Task instructions. Write out the entries verbatim and leave the images out of the copy.

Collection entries
-.-.-

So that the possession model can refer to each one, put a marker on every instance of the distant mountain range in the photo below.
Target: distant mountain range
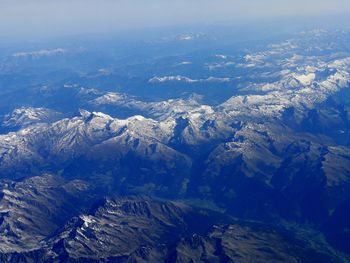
(262, 175)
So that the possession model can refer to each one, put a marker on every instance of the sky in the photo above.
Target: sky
(60, 17)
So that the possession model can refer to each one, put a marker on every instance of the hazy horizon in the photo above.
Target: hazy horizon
(55, 18)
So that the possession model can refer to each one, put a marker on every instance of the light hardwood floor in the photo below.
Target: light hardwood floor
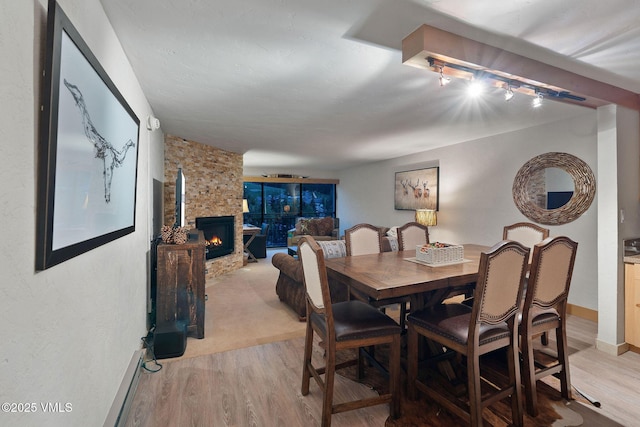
(243, 310)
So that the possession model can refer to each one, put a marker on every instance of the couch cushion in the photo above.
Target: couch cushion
(306, 226)
(333, 248)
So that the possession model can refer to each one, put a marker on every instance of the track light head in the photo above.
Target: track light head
(508, 95)
(537, 101)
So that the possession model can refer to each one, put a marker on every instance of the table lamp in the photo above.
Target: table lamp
(426, 217)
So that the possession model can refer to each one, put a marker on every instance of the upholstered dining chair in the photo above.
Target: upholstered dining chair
(344, 325)
(526, 233)
(365, 239)
(545, 309)
(411, 235)
(491, 324)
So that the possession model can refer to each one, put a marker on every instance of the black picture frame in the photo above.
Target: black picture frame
(87, 154)
(417, 189)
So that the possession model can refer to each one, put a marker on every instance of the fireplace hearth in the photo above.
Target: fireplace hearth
(219, 232)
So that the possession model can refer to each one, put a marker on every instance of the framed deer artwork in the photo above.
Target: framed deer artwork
(88, 151)
(417, 189)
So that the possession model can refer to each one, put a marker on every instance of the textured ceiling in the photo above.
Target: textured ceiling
(321, 84)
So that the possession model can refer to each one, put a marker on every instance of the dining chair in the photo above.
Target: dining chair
(366, 239)
(545, 310)
(363, 239)
(411, 235)
(491, 324)
(526, 233)
(340, 326)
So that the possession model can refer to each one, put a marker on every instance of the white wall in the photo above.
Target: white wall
(618, 216)
(476, 201)
(68, 332)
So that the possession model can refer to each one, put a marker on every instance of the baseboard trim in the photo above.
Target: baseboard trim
(584, 313)
(119, 411)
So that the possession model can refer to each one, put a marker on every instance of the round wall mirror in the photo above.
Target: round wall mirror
(554, 188)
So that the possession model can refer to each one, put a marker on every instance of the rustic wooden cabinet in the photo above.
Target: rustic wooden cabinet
(632, 304)
(180, 284)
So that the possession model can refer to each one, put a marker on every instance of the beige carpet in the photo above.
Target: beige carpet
(243, 310)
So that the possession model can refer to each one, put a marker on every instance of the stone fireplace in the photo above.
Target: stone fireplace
(219, 233)
(213, 188)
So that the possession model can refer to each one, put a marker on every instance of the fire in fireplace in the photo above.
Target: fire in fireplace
(219, 233)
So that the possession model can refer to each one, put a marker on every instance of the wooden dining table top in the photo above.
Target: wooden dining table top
(390, 274)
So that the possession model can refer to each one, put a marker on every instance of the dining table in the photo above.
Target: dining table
(398, 273)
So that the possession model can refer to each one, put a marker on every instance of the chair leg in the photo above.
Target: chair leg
(475, 394)
(306, 374)
(329, 377)
(361, 359)
(412, 361)
(544, 339)
(394, 377)
(563, 357)
(514, 379)
(529, 376)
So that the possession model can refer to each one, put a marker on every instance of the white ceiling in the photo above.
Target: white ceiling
(321, 84)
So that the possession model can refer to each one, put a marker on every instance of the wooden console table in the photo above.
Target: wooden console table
(180, 284)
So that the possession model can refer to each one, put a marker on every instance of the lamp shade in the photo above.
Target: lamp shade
(426, 217)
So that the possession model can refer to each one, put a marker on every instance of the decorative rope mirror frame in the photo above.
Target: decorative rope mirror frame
(584, 188)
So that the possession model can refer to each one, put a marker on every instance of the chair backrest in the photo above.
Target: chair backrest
(411, 235)
(314, 274)
(363, 239)
(527, 233)
(500, 283)
(551, 271)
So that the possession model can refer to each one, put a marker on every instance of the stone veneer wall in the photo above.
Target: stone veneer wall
(213, 188)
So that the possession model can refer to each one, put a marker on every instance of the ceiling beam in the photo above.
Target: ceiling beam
(427, 41)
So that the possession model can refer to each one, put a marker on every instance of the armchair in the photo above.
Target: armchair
(258, 245)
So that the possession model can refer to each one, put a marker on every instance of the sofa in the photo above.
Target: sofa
(321, 229)
(290, 287)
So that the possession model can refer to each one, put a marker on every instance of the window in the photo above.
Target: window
(280, 204)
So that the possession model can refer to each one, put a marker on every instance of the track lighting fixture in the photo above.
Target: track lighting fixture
(444, 80)
(510, 83)
(537, 101)
(508, 95)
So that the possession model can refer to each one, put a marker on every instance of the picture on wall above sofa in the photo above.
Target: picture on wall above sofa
(417, 189)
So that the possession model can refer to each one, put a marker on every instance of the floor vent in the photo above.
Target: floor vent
(122, 403)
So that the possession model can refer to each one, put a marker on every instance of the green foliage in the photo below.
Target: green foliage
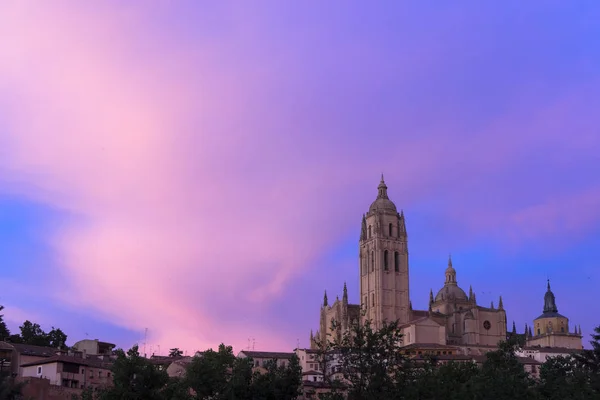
(135, 378)
(562, 378)
(589, 360)
(9, 390)
(32, 333)
(371, 359)
(279, 382)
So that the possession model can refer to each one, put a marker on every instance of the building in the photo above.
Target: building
(551, 329)
(12, 355)
(260, 358)
(70, 371)
(453, 317)
(94, 347)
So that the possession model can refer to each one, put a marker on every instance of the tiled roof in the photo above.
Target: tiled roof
(31, 350)
(428, 346)
(89, 362)
(558, 350)
(312, 372)
(267, 354)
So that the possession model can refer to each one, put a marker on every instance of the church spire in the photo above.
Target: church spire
(549, 301)
(382, 189)
(450, 273)
(363, 228)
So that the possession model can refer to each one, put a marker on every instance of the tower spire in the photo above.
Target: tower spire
(363, 228)
(382, 189)
(549, 301)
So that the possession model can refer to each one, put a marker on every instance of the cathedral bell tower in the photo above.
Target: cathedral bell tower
(383, 262)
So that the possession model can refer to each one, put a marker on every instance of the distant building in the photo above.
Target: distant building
(94, 347)
(70, 371)
(551, 329)
(12, 355)
(453, 317)
(261, 358)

-.-.-

Response.
So that the possession model can refer to each one, put a marker on every instance of the distant mountain range in the photo below.
Target: distant mountain range
(262, 175)
So that the possession model can refer to each one, put a marker on every instance of the sky in the photo above.
Target: sky
(60, 17)
So that the possession model can refer to each one, put a marker on every instance of the hazy horizon in the photo above.
Target: hazy horizon
(55, 18)
So that the possession model can refer to each one, put a marker on every instance of the light hardwood floor in the photo below.
Target: light hardwood floor
(243, 310)
So that the possession model can refer to each one, put a marker on every instance of the couch cushion in the photo above.
Target: couch cushion
(306, 226)
(333, 248)
So that the possession model can refer to each one, put a marker on every instance of the track light head in the photo above.
Target: track light head
(508, 95)
(537, 101)
So that the possession model can refer to each one, put a marker on every instance of the table lamp in the photo above.
Target: table lamp
(426, 217)
So that the possession model can refer to each one, put a marker on every instance of the upholstered dining chair in the photo above.
Target: upholstered dining chair
(344, 325)
(526, 233)
(365, 239)
(545, 309)
(411, 235)
(491, 324)
So that the possession model can refer to each one, put a marker on every instance of the black picture frame in the photo above.
Target: black picture frame
(87, 154)
(417, 189)
So that the possession model can refer to each one, put a marker on every instance of the fireplace hearth in the photo above.
Target: fireplace hearth
(219, 232)
So that the possession model can refer to each one, put a marker on every instance of the framed deer artwork in the photo above.
Target: framed deer artwork
(88, 151)
(417, 189)
So that the possession model can refer to each one, put a marker on every instance of the textured ceiling in the photo above.
Target: textured ceiling
(321, 84)
So that the possession model can refer to each one, put a marker on every instance of the dining chair in the photo above.
Target: dining chair
(366, 239)
(545, 310)
(363, 239)
(411, 235)
(491, 324)
(526, 233)
(340, 326)
So that the possession model can refer to each one, put a marker on every instance of the white wall in the photo above.
Target: white wall
(618, 216)
(476, 201)
(68, 332)
So that the possession model can refer to each one, put a marker on every instance of the baseboard trim in the photo above.
Target: baseboard trim
(584, 313)
(119, 411)
So that the possession model can refer to each one, put a marker on every instance of the round wall mirror in the photo above.
Target: round wall mirror
(554, 188)
So that the possession model can refer to each one, put a marker on every instance of the rustic wooden cabinet in the photo above.
Target: rustic wooden cabinet
(632, 304)
(180, 284)
So that the possession model can refer to each one, put a marker on every instance of the beige carpet in the photo above.
Target: beige carpet
(243, 310)
So that the possession model can refer to each one, put a marker on every instance of the stone fireplace in the photo above.
Target: stone fireplace
(219, 233)
(213, 188)
So that the possession model can refer to each one, put a marker on every instance of the fire in fireplace in the photo above.
Target: fire in fireplace
(219, 233)
So that the possession model can refer to each one, put a marker on every instance of the wooden dining table top in the photo above.
Target: wooden dining table top
(390, 274)
So that the possession model can refer to each one, put a marker on every instance of the dining table in the photo above.
Target: dining table
(398, 273)
So that the possession model can refer to each one, put a marker on every instance of the chair leg in the photo above.
Target: chair leg
(475, 394)
(306, 374)
(329, 377)
(361, 359)
(412, 361)
(544, 339)
(394, 377)
(563, 357)
(514, 379)
(529, 376)
So that the possession model can refer to each one, put a marker on every instance of the white ceiling in the photo above.
Target: white ceiling
(321, 84)
So that the possession model can refer to each one, put a marker on every instance of the wooden console table in the photo above.
Target: wooden console table
(180, 284)
So that the possession model can refer to each one, put a marker on every instance of the lamp shade in the photo above.
Target: lamp shade
(426, 217)
So that the possession model can refer to each one, put a marker on every instance of the decorative rope mirror frame in the photo above.
Target: decorative rope mirror frame
(584, 188)
So that the possession model can refer to each one, put a marker on every instance of the chair backrest in the photo above.
Target: chair backrest
(411, 235)
(314, 274)
(363, 239)
(527, 233)
(500, 283)
(551, 271)
So that the possession model can refer to each one, put a marker on every instance of the stone veneer wall in the photo above.
Target: stone veneer wall
(213, 188)
So that the possession model can refer to each one, put a marker on every instance of the ceiling beam in the photo above.
Target: ceiling beam
(427, 41)
So that the possession model can refer to each one, put a marker on every instance of the armchair in the photo above.
Target: armchair
(258, 245)
So that the possession model can refer to each one, put a marker on every instance of the sofa in the photo above.
Target: sofa
(321, 229)
(290, 287)
So that the possession model can refer to each one, put a marker on every instance of the window in the photo above.
Target: window
(280, 204)
So that the possession model can refer to each one, put a marker on every instance of the track lighting fixture in the photo above.
Target: track lighting fixture
(444, 80)
(510, 83)
(537, 101)
(508, 95)
So that the possession model can refer to each one, put a marker on every instance of the picture on wall above sofa in the photo above.
Target: picture on wall above sofa
(417, 189)
So that the possession model can refer to each one, put a marker on every instance of the floor vent in the photo above.
Target: floor vent
(122, 403)
So that the possession model can refer to each one, put a marker on every instance of the green foliage in the photo below.
Target: green foliage
(135, 378)
(562, 378)
(589, 360)
(9, 390)
(32, 333)
(371, 359)
(279, 382)
So that the possession model can refer to each one, put a marker on every instance of the building in the photo above.
Target: building
(551, 329)
(12, 355)
(260, 358)
(70, 371)
(453, 317)
(94, 347)
So that the possession model can refer to each one, put a marker on every instance of the tiled roof in the photo above.
Target: tiled roof
(31, 350)
(428, 346)
(89, 362)
(558, 350)
(312, 372)
(267, 354)
So that the possession model can refer to each one, put a marker on every instance of the church spire in the photo above.
Target: church spire
(549, 301)
(382, 189)
(450, 273)
(363, 228)
So that the possession model can refer to each one, put a marker on every instance of the tower spire in the photo above.
Target: tower spire
(363, 228)
(382, 189)
(549, 301)
So that the possession model can refer to each one, put a marker on every instance of the cathedral bell tower in the photo above.
Target: cathedral bell tower
(383, 262)
So that the possession model can refer to each one, put a marker on every instance of the distant building in the photo above.
Target: distant building
(94, 347)
(70, 371)
(551, 329)
(12, 355)
(453, 317)
(261, 358)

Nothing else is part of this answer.